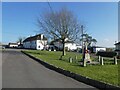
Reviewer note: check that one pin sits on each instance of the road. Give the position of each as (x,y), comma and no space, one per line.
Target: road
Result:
(20,71)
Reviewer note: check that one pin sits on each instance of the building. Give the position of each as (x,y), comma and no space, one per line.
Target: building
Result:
(95,49)
(13,45)
(117,48)
(35,42)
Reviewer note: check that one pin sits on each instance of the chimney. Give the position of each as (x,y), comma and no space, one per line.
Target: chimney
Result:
(41,36)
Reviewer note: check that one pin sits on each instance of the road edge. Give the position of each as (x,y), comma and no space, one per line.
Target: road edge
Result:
(86,80)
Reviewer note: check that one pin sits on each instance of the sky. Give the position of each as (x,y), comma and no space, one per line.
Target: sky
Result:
(100,19)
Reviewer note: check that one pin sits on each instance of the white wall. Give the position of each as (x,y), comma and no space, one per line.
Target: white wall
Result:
(35,44)
(70,46)
(30,44)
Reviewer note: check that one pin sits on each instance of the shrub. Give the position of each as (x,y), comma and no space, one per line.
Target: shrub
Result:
(106,54)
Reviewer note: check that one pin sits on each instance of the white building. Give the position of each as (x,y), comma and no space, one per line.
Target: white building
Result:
(96,49)
(13,45)
(35,42)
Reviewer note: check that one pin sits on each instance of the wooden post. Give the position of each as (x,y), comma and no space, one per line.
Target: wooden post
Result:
(115,60)
(99,58)
(70,60)
(75,57)
(101,61)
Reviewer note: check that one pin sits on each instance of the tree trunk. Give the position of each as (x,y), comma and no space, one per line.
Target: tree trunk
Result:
(63,41)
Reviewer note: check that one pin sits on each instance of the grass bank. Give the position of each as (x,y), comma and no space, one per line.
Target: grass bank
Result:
(106,73)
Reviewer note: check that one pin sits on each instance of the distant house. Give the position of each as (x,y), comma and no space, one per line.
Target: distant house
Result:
(95,49)
(13,45)
(117,48)
(35,42)
(69,45)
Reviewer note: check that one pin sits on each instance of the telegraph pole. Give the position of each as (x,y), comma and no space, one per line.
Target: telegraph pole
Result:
(83,52)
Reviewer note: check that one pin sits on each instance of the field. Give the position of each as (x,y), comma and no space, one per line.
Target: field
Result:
(107,73)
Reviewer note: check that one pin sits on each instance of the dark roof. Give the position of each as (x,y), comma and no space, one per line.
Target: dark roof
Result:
(98,47)
(117,43)
(36,37)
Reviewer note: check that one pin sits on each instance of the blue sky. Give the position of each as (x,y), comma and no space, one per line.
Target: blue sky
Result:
(100,19)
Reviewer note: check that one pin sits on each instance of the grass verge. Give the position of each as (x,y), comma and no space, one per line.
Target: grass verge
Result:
(106,73)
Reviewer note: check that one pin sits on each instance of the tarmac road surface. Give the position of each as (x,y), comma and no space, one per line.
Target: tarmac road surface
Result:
(20,71)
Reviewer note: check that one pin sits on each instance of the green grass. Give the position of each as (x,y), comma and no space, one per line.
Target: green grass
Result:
(107,73)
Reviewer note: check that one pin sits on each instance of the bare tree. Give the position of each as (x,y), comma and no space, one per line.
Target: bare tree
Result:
(60,25)
(20,40)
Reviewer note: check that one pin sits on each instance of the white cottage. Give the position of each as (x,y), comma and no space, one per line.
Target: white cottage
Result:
(35,42)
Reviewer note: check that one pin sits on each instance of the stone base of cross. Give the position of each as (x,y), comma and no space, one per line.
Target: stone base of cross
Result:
(87,57)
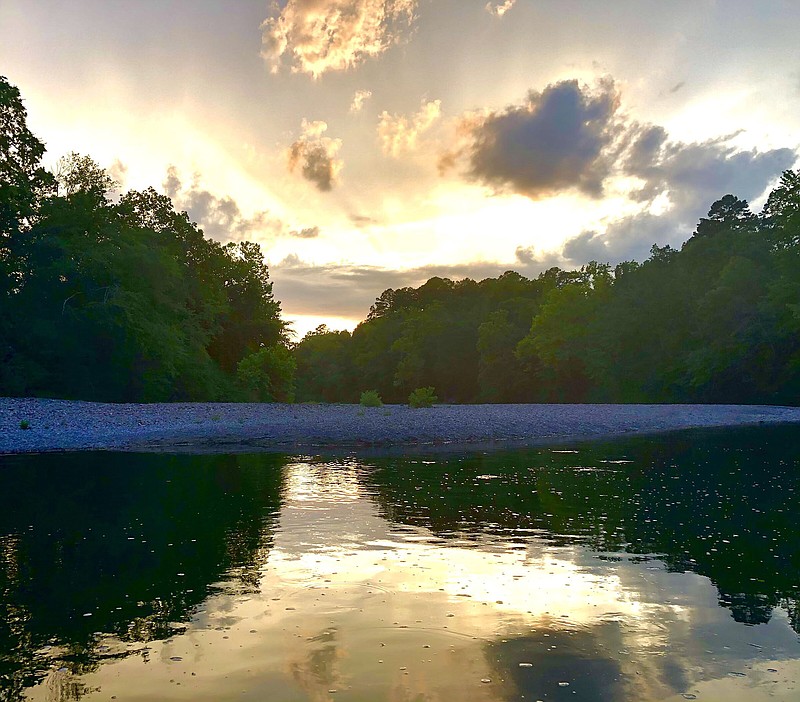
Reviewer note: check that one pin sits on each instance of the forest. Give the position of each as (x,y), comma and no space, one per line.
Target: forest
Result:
(121,298)
(717,321)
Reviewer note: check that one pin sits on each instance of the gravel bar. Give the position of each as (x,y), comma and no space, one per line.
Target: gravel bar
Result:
(62,425)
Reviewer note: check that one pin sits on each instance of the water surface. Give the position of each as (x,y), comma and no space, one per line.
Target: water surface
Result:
(662,568)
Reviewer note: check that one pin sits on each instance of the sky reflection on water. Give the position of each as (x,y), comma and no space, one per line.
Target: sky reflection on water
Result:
(402,579)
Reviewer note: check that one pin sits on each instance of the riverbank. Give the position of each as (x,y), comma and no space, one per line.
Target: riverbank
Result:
(60,425)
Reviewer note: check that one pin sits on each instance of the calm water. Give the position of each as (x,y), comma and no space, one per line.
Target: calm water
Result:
(648,569)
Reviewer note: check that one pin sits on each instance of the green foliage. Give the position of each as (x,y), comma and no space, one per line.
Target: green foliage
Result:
(370,398)
(267,375)
(422,397)
(119,301)
(716,321)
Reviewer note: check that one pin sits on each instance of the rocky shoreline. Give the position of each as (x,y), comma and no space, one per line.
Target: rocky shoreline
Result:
(61,425)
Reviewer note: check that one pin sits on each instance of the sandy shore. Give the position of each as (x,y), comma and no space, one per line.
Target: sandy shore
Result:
(55,425)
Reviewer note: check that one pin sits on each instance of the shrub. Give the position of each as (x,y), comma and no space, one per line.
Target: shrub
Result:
(371,398)
(267,375)
(422,397)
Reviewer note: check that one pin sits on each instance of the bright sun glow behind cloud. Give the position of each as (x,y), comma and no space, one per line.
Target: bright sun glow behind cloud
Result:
(460,138)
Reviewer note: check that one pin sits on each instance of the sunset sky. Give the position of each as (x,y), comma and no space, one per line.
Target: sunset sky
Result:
(368,144)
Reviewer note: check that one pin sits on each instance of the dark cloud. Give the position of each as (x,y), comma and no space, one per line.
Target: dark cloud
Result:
(350,290)
(219,217)
(558,139)
(691,177)
(630,238)
(316,156)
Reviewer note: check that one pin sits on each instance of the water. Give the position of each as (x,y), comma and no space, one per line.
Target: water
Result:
(660,568)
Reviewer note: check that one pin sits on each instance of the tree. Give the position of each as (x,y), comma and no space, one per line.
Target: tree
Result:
(267,375)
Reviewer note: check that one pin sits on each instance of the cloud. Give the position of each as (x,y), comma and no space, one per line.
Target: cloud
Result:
(218,217)
(362,221)
(118,172)
(498,10)
(315,36)
(686,179)
(399,134)
(307,233)
(562,138)
(570,137)
(346,290)
(316,155)
(359,98)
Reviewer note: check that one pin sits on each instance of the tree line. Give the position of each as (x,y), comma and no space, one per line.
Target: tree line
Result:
(123,299)
(716,321)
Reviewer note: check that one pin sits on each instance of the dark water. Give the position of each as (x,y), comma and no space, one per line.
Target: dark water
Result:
(660,568)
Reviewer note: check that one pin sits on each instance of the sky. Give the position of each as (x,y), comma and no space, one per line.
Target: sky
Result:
(373,144)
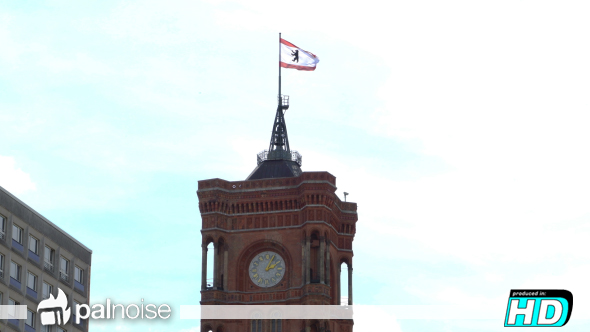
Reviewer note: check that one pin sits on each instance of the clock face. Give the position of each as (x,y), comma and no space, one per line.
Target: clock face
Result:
(267,269)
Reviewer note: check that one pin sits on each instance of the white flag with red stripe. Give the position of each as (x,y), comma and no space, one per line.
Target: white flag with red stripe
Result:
(294,57)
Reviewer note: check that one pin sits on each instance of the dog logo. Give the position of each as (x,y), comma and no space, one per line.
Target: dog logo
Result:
(55,310)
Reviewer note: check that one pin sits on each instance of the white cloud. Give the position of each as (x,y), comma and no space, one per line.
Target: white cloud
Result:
(14,179)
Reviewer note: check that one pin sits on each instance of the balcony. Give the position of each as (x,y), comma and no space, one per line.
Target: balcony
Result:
(15,283)
(34,257)
(64,276)
(17,245)
(278,155)
(79,286)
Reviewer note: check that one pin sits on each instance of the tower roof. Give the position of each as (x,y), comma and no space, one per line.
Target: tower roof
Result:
(278,161)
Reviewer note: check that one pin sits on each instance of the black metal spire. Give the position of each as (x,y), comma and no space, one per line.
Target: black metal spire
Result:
(278,161)
(279,140)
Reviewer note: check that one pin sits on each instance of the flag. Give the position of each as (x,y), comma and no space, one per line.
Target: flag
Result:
(294,57)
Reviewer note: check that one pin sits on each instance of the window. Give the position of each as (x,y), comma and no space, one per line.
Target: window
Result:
(64,266)
(256,325)
(32,281)
(2,227)
(47,290)
(11,308)
(33,245)
(79,275)
(30,318)
(48,256)
(17,234)
(1,267)
(15,271)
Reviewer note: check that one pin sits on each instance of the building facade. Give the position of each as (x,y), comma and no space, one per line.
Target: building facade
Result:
(279,237)
(37,258)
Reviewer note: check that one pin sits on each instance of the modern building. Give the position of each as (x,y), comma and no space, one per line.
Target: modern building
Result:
(37,258)
(279,237)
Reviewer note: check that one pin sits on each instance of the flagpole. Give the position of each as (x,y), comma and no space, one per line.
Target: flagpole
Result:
(279,98)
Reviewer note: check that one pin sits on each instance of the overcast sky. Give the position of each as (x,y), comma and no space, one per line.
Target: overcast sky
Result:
(459,127)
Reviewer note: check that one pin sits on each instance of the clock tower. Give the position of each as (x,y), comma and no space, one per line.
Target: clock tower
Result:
(279,237)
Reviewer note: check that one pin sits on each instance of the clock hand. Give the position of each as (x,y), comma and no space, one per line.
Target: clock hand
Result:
(275,264)
(267,267)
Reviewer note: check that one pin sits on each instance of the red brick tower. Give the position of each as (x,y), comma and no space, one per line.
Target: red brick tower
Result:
(280,237)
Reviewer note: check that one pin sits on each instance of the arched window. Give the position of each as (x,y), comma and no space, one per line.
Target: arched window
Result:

::::::::

### [Task to complete]
Rewrite the rows from the line containing "of the flagpole." through the end of the rows, replacing "clock tower" with "bell tower" and leaving everything else unchanged.

### [Result of the exercise]
Reviewer note: check that one pin sits on each instance of the flagpole. Give the position of each as (x,y), comma and no space, one per line.
Target: flagpole
Result:
(279,98)
Reviewer note: check that one pin sits on each instance of the overcast sky. Give the position of each as (x,y), comma and no space, one per line.
Target: overcast sky
Result:
(459,127)
Reviewer note: check that one pin sits on each instance of the bell tower. Give the position of each as (x,y), comma and no space, one per line.
Target: bell tower
Result:
(279,237)
Reviewer note: check that one pin sits on each instance of the clock hand. Give the position of each as (x,y), comma and no space, one per line.
Target: clock hand
Result:
(275,264)
(267,267)
Reviewer note: check that one pin sits on each instance of the red brick tower. Give the position of each as (x,y), comma and no space, one per line.
Target: red brick tower
Result:
(280,237)
Reviewer note: check that one pin sits on each instance of the arched window. Give the position of each as (x,y), comma and no space, one per line.
Target: arched window
Result:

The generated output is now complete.